EXERCISE REQUIREMENTS:
Extract the final stretch of the data: the line that contains "Where is the pier" and every line after it, unaltered, and no other lines.
+++ INPUT
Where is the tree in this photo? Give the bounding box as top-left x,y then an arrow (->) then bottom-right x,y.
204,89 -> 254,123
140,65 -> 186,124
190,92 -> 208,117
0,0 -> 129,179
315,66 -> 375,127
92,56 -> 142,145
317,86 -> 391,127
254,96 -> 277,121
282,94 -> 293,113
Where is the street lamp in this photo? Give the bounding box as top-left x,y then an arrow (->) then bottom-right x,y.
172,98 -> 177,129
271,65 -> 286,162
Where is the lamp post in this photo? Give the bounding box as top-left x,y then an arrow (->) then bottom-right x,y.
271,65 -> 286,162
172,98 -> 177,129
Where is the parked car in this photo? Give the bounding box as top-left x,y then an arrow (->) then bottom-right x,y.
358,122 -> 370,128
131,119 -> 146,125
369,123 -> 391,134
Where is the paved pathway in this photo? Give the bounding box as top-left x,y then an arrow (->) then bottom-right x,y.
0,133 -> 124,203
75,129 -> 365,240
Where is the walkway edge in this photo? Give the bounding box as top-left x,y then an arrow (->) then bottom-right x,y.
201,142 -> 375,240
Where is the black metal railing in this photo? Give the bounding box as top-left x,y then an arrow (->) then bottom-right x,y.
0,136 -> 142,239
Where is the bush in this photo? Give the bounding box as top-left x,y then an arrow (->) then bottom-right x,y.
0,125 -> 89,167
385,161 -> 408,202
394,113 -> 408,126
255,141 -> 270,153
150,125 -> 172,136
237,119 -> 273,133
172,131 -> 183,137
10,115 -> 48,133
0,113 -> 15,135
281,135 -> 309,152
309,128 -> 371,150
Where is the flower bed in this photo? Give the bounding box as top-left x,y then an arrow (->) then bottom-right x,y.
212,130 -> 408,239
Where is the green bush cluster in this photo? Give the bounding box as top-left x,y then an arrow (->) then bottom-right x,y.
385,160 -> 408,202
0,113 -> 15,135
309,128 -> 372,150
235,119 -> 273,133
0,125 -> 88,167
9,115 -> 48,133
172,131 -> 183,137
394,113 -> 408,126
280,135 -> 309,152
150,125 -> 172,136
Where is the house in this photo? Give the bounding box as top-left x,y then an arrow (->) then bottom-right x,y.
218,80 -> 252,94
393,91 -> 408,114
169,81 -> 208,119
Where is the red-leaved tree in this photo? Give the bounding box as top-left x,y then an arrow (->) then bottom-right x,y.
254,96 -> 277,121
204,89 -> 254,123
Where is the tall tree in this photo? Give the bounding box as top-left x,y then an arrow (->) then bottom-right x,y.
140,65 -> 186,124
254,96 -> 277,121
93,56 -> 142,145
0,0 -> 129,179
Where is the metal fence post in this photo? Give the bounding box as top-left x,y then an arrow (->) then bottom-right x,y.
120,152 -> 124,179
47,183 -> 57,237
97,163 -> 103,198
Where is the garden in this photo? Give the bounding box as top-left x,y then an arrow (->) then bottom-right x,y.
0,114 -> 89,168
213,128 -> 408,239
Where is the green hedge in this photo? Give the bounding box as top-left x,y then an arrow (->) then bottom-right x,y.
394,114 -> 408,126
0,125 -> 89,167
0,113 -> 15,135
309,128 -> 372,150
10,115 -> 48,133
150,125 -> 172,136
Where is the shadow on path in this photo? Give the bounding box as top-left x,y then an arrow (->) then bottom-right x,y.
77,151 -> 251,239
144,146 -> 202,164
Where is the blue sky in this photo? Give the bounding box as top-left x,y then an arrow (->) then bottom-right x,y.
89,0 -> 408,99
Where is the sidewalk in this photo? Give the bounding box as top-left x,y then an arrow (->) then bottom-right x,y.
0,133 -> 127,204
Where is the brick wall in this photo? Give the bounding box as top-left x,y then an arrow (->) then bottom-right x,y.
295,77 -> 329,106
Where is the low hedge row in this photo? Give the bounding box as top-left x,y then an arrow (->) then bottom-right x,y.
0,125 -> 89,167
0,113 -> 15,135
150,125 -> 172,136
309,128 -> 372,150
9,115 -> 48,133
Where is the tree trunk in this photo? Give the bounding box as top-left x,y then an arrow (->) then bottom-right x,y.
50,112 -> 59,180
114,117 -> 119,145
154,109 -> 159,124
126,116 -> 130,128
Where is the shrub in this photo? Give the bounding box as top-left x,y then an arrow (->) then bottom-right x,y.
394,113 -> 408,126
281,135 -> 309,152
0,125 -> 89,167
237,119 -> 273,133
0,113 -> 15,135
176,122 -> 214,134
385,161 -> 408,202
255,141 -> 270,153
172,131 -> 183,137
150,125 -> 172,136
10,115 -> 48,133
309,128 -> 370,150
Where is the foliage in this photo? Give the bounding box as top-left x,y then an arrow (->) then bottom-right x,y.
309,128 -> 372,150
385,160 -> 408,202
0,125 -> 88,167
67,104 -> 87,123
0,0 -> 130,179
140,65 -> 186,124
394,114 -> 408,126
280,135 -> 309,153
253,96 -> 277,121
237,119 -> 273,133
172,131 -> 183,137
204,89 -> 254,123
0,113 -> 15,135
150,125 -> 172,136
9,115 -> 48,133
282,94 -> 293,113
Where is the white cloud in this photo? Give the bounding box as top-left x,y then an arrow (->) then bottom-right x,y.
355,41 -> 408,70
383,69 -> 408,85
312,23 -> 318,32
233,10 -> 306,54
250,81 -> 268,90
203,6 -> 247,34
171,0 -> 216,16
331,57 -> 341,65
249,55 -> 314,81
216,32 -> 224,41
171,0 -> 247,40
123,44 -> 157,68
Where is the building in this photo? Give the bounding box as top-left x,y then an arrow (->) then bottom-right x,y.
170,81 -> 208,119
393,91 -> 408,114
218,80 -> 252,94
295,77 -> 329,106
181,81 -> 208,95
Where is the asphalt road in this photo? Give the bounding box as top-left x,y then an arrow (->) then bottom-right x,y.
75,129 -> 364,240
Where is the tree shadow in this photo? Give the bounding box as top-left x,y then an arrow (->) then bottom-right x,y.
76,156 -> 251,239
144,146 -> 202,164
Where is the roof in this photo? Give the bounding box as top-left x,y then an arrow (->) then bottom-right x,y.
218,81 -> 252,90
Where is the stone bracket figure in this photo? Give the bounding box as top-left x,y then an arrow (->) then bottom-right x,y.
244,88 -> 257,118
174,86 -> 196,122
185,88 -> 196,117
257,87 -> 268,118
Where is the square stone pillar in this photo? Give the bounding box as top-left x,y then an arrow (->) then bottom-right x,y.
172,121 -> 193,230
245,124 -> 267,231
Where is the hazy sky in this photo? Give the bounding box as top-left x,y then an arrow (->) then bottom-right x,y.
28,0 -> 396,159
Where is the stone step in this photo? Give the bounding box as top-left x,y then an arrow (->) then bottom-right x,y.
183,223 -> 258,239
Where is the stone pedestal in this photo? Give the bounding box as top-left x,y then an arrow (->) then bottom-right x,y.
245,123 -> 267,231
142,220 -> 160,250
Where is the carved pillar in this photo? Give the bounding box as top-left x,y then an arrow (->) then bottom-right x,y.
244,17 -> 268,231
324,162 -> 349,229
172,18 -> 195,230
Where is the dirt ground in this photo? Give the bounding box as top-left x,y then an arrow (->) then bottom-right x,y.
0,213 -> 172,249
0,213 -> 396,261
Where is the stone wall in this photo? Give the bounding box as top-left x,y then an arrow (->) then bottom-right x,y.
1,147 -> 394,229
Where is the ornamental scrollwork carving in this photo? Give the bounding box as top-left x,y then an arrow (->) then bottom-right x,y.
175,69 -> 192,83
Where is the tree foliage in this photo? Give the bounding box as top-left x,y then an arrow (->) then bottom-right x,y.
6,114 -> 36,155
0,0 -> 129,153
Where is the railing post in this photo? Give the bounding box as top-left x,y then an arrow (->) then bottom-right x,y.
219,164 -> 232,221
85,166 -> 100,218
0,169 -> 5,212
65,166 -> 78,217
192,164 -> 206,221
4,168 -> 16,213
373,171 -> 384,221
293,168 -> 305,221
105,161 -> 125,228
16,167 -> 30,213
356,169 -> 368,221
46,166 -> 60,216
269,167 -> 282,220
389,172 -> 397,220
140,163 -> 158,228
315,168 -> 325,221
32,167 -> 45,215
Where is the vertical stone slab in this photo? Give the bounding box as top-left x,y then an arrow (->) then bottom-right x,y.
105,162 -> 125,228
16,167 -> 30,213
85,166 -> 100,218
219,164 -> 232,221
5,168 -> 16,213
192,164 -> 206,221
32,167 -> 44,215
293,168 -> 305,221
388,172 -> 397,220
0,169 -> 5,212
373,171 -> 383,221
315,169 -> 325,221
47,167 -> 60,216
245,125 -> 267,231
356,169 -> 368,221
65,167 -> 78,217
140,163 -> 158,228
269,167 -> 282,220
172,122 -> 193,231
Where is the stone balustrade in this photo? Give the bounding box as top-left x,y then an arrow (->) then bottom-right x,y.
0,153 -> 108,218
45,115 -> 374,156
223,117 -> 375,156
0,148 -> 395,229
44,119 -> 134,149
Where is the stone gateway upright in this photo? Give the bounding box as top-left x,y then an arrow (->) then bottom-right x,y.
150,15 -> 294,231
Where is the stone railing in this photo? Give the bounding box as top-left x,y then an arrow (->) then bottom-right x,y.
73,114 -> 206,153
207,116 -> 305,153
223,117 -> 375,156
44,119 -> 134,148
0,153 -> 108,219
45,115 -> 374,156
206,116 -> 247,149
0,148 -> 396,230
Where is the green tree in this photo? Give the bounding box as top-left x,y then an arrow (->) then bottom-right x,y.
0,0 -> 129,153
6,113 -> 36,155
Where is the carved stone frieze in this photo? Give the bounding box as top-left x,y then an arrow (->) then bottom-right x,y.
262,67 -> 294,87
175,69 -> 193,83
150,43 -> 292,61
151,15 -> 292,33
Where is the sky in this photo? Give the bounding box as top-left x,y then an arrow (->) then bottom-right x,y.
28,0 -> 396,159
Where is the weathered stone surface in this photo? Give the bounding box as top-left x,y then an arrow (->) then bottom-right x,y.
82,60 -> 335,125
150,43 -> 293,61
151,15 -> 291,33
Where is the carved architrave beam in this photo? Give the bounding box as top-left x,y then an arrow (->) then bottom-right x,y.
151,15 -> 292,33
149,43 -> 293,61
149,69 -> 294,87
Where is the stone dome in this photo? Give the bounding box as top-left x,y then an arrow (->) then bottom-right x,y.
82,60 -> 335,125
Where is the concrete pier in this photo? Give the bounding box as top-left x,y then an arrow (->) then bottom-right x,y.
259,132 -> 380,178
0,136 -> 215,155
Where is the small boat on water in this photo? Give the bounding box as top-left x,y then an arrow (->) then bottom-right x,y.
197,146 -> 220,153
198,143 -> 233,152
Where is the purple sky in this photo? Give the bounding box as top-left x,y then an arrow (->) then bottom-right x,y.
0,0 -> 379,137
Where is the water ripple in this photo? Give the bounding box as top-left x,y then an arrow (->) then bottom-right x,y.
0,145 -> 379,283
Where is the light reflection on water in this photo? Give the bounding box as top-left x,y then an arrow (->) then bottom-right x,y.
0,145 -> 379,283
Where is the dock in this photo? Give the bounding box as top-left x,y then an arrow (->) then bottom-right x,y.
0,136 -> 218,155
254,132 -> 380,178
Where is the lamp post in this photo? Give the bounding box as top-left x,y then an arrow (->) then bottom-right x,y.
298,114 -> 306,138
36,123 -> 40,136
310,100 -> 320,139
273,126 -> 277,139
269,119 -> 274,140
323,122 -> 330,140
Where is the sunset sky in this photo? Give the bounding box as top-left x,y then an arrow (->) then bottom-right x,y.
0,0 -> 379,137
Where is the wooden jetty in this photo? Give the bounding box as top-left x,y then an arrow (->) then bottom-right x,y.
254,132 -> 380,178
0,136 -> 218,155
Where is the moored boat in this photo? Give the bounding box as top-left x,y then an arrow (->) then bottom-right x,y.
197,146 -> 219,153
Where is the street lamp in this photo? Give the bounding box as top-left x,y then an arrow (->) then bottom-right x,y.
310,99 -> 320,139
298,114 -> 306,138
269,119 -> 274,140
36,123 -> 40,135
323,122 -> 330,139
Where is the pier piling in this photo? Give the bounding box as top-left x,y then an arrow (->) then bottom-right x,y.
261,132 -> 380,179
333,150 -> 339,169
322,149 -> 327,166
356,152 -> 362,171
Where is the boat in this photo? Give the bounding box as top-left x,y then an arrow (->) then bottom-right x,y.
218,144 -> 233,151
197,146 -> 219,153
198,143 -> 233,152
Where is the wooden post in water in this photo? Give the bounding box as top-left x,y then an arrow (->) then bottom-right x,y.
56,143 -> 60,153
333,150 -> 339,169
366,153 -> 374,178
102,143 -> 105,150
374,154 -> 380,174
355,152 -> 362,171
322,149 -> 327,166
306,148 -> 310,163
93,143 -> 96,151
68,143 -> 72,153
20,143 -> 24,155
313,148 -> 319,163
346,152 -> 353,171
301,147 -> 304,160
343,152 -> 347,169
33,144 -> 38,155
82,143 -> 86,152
++++++
EXERCISE RESPONSE:
Where is the pier piling in this photo? Give the bounding box as top-left x,y then an arrow (->) then bottom-right x,y.
261,132 -> 380,179
333,150 -> 339,169
322,149 -> 327,166
356,152 -> 362,171
Where is the boat in this photo? Give the bounding box as top-left x,y then an arrow (->) then bottom-right x,y.
218,144 -> 233,151
197,146 -> 219,153
198,143 -> 233,152
Where is the wooden post in water in this photo? Give the bounding box as top-left x,y then an arrow (->) then bottom-right x,y.
56,143 -> 60,153
333,150 -> 339,169
366,153 -> 374,178
102,143 -> 105,150
374,154 -> 380,174
355,152 -> 362,171
322,149 -> 327,166
306,148 -> 310,163
93,143 -> 96,151
68,143 -> 72,153
20,143 -> 24,155
313,148 -> 319,163
346,152 -> 353,171
301,147 -> 304,160
343,152 -> 347,169
33,144 -> 38,155
82,143 -> 86,152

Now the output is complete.